For understanding the effect of this random-sequential mechanism on the steady-state kinetics, it is instructive to look at scheme 1 under two simplifying conditions. When the reaction occurs either via the upper or the lower route and when substrate binding, reduction, and isomerisation steps are fast relative to the catalytic step 6, it can be shown (175) that the standard Henri-Michaelis-Menten (HMM) behaviour is expected for both routes with the turnover rate is given by

kt(S) = kcat × [S] / (KM + [S]) (2).

Under these conditions, the kcat and the KM depend on the equilibrium constants (Ki=ki/k-i,

Kdox=1/K1, Kdred = 1/K4) and the rate of the catalytic step (k6) according to equation 3 and 4

for the lower route

kcat = k6 (3)

KM = Kdred(1 + K2 + K2K5) / K2 (4)

and according to equation 5 and 6 for the upper route.

kcat = k6K3/(K3 + 1) (5)

KM = Kdox/(K3+1) (6).

These equations show that both routes have Michaelis constants that are proportional to Kdox and Kdred, respectively.

WORK TASK -> In the passage on steady-state kinetics, what expression gives the Michaelis constant KM for the upper route?

RECORD EXCERPTS ->
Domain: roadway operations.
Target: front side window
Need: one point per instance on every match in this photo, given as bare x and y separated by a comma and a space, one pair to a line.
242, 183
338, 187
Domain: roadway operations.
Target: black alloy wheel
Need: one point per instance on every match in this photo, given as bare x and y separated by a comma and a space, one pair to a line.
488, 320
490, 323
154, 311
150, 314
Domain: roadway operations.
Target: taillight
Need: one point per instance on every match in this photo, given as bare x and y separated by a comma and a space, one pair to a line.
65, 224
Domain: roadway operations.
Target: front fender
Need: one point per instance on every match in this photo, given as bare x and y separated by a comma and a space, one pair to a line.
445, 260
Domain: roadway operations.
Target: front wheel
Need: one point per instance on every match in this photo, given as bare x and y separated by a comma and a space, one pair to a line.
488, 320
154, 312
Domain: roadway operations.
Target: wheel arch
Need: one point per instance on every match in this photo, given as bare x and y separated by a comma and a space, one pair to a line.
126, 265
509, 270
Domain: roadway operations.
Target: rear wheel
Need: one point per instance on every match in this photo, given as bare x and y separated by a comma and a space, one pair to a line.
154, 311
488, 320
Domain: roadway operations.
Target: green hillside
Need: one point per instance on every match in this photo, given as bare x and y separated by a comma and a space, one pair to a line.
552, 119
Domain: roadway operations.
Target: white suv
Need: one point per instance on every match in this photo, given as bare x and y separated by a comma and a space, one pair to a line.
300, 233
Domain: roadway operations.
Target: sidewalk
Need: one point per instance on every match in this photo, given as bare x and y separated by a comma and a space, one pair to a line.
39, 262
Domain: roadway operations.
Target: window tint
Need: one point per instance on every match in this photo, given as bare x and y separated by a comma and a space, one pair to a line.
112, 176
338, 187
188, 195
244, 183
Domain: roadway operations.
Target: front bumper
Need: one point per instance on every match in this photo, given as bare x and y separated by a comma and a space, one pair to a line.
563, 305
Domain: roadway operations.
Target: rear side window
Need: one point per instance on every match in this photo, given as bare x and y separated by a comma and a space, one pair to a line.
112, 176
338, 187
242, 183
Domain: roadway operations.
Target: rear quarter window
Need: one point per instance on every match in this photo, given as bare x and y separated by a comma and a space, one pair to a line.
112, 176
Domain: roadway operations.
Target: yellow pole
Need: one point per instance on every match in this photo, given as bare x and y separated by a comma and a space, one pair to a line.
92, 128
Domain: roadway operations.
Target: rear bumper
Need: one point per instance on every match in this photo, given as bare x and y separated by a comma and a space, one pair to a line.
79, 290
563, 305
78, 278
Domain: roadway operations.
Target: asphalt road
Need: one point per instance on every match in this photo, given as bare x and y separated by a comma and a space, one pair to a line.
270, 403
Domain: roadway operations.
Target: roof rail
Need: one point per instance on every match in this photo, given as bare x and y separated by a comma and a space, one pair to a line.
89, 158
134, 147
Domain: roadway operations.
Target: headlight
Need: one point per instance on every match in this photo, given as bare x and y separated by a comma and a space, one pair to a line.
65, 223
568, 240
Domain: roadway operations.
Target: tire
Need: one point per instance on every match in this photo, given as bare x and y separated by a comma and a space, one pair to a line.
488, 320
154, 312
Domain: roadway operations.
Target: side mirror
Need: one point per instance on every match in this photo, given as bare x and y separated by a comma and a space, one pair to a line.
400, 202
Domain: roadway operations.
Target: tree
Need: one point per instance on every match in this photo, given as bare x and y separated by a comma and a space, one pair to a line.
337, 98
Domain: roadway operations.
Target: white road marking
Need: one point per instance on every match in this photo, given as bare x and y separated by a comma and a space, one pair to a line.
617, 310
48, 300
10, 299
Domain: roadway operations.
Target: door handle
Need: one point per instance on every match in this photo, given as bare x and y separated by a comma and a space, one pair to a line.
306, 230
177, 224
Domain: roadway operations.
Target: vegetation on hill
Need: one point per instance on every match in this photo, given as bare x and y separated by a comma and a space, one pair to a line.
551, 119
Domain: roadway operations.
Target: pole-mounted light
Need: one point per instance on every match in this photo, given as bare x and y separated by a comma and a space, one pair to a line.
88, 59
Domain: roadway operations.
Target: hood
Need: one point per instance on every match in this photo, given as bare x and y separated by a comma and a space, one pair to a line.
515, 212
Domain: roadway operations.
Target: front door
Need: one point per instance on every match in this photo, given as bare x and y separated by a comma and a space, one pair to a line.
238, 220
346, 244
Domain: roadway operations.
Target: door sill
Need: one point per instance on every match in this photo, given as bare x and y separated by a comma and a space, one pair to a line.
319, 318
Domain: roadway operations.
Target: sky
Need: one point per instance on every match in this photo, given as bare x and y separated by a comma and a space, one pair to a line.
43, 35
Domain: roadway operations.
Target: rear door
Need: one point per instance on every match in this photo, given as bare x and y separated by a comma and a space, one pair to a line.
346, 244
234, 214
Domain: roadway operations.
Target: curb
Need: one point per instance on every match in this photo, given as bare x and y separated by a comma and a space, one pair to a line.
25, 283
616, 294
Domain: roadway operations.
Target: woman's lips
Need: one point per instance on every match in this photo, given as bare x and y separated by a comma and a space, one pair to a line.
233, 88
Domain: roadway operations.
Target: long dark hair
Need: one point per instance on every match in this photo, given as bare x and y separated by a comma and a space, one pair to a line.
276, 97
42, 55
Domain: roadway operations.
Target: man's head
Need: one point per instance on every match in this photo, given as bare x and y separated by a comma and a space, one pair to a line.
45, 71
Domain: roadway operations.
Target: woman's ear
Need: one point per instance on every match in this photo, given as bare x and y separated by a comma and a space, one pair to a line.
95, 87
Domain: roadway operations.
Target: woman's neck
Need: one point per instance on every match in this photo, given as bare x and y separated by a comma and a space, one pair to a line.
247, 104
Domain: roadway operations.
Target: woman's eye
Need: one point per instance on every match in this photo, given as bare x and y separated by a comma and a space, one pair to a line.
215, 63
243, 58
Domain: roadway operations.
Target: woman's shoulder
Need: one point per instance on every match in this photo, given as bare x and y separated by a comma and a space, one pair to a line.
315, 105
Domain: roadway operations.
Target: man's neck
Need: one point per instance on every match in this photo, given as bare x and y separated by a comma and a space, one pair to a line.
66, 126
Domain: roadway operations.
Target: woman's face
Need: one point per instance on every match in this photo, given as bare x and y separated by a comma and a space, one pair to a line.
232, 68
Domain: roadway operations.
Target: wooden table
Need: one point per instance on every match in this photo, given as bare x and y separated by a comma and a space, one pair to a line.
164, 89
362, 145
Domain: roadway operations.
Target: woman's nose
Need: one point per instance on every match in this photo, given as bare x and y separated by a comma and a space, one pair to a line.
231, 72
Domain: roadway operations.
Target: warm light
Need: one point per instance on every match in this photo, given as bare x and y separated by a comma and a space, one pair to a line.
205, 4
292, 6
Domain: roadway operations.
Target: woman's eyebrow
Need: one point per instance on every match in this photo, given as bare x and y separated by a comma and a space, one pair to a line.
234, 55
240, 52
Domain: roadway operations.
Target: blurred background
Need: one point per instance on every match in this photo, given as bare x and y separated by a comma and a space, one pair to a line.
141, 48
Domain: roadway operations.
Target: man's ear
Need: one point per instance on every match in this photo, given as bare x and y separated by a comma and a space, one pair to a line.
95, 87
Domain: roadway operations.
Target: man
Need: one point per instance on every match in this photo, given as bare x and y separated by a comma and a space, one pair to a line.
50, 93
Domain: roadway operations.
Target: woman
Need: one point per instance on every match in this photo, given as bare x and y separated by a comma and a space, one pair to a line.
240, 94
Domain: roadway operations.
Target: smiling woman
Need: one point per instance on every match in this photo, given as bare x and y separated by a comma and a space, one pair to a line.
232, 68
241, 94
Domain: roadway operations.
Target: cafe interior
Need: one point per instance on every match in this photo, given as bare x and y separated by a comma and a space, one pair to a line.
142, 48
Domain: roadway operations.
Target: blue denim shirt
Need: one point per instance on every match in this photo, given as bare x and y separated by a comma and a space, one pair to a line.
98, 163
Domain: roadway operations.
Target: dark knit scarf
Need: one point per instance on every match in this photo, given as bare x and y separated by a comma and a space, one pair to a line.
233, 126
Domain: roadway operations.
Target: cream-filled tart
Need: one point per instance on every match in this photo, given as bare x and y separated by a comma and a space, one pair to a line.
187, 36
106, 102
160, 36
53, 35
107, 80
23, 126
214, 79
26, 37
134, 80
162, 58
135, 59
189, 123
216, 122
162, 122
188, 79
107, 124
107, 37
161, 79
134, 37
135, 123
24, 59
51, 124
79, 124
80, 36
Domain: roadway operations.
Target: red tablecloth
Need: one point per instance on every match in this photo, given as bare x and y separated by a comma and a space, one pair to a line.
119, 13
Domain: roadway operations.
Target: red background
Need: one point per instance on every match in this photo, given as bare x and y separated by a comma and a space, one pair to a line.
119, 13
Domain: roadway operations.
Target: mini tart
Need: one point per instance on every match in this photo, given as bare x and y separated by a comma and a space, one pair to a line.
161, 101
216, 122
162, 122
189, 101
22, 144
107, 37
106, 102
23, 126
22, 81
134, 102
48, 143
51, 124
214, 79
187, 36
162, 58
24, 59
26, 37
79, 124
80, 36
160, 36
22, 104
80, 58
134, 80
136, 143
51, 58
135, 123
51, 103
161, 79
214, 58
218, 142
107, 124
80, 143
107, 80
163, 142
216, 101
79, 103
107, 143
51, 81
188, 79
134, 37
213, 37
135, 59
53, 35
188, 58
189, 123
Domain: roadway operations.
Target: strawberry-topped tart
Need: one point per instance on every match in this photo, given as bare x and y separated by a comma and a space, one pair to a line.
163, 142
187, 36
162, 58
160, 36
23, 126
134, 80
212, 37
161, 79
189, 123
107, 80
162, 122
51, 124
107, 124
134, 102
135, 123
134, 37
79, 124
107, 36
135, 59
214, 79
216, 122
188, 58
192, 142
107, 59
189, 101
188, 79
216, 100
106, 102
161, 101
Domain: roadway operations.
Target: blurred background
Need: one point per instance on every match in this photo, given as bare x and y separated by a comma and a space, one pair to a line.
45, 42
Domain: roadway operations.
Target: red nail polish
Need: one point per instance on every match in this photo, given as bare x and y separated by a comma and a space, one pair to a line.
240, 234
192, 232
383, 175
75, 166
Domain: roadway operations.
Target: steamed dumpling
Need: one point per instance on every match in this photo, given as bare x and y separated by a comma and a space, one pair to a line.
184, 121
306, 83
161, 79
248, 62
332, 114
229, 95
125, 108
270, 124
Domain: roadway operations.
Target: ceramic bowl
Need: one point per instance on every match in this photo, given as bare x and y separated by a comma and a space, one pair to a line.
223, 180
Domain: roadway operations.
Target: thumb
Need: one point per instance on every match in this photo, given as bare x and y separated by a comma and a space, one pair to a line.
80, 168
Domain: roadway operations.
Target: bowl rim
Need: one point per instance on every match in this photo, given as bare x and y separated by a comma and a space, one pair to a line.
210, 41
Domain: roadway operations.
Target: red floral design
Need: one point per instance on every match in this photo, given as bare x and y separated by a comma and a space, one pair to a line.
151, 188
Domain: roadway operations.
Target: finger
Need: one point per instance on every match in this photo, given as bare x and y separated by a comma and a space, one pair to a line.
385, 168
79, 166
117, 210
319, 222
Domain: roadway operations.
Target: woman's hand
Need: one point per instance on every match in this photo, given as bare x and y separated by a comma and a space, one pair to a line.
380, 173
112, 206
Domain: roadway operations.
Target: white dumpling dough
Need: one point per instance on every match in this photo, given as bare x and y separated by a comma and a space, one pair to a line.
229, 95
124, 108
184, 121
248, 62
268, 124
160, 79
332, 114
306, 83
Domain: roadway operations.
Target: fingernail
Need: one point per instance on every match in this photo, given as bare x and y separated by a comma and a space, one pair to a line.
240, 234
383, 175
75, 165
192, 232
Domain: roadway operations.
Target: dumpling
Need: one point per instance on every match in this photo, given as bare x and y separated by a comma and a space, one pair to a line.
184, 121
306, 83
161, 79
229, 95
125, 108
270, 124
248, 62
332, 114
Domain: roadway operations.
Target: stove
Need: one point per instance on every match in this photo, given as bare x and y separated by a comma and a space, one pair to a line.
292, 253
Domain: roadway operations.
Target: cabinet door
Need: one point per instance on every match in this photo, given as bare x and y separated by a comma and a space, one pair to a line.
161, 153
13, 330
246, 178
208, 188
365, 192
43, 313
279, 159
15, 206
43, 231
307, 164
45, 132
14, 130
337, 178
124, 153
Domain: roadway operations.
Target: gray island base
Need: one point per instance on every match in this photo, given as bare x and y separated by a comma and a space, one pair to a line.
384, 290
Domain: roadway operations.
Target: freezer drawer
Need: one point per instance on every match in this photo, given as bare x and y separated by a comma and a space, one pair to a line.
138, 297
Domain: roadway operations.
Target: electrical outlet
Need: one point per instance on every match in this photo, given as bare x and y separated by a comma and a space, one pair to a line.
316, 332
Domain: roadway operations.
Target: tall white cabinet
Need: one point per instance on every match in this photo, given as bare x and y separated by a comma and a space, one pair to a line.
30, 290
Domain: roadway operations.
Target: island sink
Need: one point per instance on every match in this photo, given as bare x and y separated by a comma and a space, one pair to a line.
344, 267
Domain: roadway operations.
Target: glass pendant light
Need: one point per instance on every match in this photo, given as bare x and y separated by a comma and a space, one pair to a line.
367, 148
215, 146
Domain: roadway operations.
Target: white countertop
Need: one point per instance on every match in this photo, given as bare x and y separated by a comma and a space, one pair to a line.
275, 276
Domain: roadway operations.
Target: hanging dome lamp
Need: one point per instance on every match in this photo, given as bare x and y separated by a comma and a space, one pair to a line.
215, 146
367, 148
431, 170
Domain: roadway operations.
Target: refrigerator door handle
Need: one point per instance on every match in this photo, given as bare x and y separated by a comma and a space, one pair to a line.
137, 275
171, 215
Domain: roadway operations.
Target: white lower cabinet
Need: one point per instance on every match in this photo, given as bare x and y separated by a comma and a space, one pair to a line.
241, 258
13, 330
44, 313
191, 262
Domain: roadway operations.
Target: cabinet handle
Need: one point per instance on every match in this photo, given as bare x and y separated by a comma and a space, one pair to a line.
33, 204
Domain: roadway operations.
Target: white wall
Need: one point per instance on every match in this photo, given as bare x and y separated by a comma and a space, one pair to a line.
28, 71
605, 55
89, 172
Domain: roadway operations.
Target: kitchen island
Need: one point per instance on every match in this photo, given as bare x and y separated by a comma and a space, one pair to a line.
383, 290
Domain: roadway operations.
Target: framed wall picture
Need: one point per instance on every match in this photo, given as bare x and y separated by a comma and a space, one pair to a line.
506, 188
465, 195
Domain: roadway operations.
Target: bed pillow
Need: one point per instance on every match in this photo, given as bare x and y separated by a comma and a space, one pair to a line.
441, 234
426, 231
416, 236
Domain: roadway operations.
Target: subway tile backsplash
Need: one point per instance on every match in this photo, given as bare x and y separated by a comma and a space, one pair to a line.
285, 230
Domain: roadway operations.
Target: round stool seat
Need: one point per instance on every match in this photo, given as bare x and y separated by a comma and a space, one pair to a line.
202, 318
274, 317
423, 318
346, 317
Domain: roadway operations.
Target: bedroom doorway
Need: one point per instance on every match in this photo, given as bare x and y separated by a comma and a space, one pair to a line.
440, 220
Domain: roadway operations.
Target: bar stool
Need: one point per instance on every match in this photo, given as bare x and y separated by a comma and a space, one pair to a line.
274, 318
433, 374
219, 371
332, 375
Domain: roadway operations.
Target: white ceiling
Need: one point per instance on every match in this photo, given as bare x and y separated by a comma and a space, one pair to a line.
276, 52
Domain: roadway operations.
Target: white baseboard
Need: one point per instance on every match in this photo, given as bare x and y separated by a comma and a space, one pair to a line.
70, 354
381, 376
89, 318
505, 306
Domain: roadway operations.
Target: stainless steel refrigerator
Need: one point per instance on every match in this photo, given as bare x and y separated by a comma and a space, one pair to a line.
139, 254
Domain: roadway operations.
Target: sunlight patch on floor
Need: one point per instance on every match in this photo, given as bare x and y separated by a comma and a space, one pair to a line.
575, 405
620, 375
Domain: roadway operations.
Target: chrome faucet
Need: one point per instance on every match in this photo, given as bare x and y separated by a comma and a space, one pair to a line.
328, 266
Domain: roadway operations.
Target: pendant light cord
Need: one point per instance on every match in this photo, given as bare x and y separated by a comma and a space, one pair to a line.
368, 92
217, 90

TASK OUTPUT -> KM = Kdox/(K3+1)